--- BEGIN ---
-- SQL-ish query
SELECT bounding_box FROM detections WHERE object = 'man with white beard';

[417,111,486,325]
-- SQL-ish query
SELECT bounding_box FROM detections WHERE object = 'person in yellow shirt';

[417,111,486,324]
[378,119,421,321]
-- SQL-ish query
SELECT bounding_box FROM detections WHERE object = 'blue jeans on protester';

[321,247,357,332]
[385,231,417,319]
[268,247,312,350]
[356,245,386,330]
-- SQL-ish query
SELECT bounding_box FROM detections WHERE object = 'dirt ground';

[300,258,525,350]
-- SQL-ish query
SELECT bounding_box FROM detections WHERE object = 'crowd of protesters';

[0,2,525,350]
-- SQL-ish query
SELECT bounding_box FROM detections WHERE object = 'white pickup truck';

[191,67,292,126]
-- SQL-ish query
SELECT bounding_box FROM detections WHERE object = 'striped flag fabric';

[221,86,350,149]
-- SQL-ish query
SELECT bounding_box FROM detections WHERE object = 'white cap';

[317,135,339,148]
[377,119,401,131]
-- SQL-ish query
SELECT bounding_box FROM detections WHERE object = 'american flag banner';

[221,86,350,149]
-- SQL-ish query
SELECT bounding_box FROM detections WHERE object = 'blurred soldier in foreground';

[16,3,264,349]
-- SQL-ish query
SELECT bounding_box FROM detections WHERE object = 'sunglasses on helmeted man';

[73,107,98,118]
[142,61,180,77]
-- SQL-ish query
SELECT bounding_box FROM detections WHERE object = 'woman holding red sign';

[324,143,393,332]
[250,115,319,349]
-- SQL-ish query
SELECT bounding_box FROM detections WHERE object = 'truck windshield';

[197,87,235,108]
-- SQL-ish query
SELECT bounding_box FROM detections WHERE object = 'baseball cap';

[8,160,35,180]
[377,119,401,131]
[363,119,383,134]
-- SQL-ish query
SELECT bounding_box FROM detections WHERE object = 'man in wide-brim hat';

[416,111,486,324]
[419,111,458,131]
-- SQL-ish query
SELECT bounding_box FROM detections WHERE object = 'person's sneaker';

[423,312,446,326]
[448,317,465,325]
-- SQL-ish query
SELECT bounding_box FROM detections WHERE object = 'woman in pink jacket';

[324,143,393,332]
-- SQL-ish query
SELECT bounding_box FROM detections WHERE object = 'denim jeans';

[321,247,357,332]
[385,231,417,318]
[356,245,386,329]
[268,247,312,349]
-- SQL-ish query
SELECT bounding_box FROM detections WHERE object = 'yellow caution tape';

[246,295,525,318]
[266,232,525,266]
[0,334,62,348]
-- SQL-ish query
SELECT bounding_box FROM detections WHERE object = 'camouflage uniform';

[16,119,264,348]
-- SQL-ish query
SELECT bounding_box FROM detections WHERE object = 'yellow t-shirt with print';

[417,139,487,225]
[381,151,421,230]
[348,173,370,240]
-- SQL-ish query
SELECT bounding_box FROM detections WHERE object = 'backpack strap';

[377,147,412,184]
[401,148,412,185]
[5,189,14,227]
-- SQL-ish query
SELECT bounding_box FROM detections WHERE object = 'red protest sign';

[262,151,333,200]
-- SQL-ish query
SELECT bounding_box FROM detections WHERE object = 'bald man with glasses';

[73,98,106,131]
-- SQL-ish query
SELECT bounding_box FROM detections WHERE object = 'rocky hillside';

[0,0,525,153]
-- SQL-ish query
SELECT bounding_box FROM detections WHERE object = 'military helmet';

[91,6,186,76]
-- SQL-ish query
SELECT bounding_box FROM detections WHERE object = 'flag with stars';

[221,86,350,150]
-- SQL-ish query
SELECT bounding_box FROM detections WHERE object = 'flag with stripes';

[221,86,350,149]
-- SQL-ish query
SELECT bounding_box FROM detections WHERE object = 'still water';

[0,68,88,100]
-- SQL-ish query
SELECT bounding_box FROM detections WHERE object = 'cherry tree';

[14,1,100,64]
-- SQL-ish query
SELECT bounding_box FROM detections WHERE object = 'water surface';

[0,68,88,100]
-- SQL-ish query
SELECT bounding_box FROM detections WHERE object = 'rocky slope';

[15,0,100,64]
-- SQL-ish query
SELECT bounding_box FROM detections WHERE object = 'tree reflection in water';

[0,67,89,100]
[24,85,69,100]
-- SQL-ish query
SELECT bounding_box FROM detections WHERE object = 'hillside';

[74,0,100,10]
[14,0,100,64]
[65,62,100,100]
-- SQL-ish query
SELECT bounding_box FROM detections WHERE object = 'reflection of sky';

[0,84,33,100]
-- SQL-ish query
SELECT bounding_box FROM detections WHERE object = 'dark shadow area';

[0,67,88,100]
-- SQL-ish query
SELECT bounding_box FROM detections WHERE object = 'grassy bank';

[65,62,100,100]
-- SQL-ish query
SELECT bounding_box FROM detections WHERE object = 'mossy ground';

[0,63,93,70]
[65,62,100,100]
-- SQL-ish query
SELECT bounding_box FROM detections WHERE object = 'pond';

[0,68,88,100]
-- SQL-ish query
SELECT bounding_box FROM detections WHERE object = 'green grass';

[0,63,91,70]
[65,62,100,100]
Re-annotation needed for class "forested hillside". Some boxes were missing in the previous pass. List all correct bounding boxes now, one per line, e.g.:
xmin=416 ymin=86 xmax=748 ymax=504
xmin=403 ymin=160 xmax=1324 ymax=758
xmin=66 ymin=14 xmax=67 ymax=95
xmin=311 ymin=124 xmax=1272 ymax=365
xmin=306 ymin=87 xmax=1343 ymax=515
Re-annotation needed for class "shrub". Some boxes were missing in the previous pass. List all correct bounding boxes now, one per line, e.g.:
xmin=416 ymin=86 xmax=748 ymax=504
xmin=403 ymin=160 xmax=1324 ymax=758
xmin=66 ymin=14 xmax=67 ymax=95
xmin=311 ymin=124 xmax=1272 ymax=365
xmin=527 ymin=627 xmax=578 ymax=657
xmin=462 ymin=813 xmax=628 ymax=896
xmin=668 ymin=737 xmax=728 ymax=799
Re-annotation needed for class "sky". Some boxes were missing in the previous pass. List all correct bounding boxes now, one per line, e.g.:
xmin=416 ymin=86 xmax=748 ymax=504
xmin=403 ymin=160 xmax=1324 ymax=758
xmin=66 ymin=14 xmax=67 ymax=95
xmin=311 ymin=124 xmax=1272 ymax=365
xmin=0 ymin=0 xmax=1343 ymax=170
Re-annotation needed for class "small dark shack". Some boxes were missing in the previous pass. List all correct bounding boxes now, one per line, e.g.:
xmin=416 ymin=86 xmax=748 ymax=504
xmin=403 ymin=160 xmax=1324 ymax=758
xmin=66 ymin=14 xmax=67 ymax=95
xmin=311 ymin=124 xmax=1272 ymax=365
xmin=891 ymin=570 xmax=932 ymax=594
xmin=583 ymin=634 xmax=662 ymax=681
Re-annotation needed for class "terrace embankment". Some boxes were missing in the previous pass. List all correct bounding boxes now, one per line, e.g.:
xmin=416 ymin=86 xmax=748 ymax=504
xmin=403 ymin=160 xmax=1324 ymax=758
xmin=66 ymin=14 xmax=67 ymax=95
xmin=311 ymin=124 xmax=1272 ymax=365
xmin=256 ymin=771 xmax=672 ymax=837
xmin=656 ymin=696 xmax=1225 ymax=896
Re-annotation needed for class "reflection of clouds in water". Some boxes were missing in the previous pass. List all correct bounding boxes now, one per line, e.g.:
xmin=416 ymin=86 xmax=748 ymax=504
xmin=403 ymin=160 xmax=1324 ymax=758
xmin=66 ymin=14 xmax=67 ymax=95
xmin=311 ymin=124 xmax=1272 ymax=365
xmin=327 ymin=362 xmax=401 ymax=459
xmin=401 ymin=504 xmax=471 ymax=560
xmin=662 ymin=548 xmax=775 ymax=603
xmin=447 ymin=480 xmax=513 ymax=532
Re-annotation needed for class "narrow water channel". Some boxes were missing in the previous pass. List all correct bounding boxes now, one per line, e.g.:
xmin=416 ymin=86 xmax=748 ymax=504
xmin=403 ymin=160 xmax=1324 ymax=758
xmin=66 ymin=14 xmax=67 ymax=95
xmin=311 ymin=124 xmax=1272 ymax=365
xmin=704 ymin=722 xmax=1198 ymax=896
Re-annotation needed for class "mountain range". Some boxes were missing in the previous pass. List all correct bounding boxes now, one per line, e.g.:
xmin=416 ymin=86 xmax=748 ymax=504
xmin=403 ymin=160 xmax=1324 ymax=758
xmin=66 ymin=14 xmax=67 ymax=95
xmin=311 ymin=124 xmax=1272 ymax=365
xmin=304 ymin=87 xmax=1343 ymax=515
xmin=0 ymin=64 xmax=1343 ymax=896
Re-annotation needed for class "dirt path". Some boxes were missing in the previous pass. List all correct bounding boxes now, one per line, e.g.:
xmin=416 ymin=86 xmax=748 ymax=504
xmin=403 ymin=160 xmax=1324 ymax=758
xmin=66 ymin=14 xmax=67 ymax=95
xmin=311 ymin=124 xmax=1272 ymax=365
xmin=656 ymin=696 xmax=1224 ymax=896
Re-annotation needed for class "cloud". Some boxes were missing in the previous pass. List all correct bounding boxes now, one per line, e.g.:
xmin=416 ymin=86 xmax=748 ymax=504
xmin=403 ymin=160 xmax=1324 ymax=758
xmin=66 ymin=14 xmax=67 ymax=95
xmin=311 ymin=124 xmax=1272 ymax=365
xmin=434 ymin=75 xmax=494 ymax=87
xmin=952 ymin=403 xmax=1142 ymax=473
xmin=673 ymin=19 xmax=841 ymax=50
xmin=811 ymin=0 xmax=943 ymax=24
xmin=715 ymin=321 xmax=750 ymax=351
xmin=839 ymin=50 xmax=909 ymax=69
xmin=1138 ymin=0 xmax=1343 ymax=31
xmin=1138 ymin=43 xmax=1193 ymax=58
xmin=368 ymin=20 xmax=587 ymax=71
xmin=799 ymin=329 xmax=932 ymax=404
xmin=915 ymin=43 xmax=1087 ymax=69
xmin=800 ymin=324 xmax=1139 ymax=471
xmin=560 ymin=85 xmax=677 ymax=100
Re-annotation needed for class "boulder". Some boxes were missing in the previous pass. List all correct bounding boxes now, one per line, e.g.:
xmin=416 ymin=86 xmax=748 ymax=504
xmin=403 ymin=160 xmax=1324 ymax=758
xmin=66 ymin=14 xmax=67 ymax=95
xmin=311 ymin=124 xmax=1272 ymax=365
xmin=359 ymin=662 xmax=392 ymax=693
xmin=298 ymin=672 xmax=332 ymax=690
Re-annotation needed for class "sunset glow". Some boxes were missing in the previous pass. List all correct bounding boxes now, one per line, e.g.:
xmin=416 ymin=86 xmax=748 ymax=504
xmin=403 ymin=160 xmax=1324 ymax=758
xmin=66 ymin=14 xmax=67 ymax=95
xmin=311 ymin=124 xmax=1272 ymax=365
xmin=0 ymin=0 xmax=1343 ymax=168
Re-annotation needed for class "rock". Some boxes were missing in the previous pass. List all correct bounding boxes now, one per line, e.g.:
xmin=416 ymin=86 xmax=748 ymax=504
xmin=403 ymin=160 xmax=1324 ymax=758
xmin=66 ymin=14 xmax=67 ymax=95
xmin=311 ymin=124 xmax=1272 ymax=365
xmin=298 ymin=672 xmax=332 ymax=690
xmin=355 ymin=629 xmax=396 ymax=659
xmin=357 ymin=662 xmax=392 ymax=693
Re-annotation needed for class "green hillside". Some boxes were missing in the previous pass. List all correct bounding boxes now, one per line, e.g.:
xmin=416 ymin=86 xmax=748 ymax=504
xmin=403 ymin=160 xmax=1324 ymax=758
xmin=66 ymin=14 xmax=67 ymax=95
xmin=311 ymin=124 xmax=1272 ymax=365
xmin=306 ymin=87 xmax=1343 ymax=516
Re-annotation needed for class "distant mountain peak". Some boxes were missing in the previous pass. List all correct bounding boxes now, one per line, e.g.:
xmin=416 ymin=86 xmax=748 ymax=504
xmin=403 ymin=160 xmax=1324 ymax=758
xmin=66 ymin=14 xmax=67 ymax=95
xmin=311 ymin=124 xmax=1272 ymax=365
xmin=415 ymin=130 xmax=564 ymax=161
--- END ---
[Work to complete]
Please repeat the material from its first line through the line with "[191,67,292,126]", keeping both end lines.

[Task response]
-- SQL-ish query
SELECT bounding_box FROM detections WHERE object = 'man with white beard';

[417,111,486,325]
-- SQL-ish query
SELECT bounding_box FROM detections WHERE object = 'person in yellow shirt';

[417,111,486,324]
[378,119,421,321]
-- SQL-ish query
SELECT bounding_box FROM detections WHERE object = 'blue jeans on protester';

[321,247,357,332]
[385,231,417,319]
[268,247,312,350]
[356,245,386,330]
-- SQL-ish query
SELECT bounding_box FROM detections WHERE object = 'dirt ground';

[300,258,525,350]
-- SQL-ish query
SELECT bounding_box FROM detections WHERE object = 'crowd of protesters';

[0,2,525,350]
-- SQL-ish query
SELECT bounding_box FROM detections WHERE object = 'white pickup truck';

[191,67,292,126]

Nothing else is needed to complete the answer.